• Work required:
Could you reproduce, word for word, the lines of the records below, starting at the line that contains "sneaker. Tag each instance with a single point." and ending with the final line of the records?

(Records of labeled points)
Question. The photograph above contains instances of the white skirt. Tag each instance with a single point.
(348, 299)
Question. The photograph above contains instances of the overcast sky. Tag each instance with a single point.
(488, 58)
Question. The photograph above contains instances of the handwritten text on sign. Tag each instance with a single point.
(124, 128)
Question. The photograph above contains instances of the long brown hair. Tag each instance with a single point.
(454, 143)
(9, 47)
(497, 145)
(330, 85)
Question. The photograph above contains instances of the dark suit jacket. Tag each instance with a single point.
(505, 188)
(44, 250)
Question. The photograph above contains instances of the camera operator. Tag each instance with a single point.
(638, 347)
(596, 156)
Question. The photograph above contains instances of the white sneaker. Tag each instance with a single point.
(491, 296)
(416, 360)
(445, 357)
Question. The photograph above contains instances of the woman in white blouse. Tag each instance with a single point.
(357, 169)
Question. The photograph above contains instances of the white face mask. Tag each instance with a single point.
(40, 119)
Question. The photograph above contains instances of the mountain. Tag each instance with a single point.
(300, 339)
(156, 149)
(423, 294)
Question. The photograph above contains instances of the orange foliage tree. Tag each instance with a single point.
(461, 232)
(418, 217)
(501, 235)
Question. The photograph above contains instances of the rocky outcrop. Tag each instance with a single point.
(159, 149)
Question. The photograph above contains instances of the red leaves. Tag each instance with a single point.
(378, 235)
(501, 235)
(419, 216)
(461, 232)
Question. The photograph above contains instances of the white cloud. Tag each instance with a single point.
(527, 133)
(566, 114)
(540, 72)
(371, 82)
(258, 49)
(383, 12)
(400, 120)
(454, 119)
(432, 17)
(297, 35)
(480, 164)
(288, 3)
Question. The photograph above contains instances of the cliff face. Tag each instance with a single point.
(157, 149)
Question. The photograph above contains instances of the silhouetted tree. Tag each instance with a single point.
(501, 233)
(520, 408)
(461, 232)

• Task response:
Question. The photograph above contains instances of the white sneaker. Tag each instance with a single point.
(491, 296)
(416, 360)
(445, 357)
Question. The photograph above contains instances of the woman in white blouse. Tag each instance with a single point.
(357, 169)
Question. The photograph above contains instances of the white face mask. Tag each instance with a single point.
(40, 119)
Question. The photograph above contains instances of the mountain. Tag each instance with a single point.
(300, 339)
(156, 149)
(423, 294)
Question. The photograph above contains instances of the orange foliage tree. Tag each instance with a single point.
(461, 232)
(418, 217)
(501, 235)
Question. The photograph above contains instances of the rocky outcrop. Tag each instance with a single point.
(159, 149)
Question. The photograph above contains instances of the red leaves. Tag each instance with a single point.
(378, 235)
(501, 235)
(419, 216)
(461, 232)
Question. The photograph above contains instances of the white cloud. Tag each instance with a single point.
(527, 133)
(566, 114)
(540, 72)
(371, 82)
(258, 49)
(383, 12)
(400, 120)
(454, 119)
(432, 17)
(297, 35)
(480, 164)
(288, 3)
Question. The photograph above contains instances of the cliff face. Tag each instance with a single point.
(157, 149)
Question. The photograph above contains instances of the silhouetted tree. Tag each instance with a single point.
(501, 233)
(520, 408)
(461, 232)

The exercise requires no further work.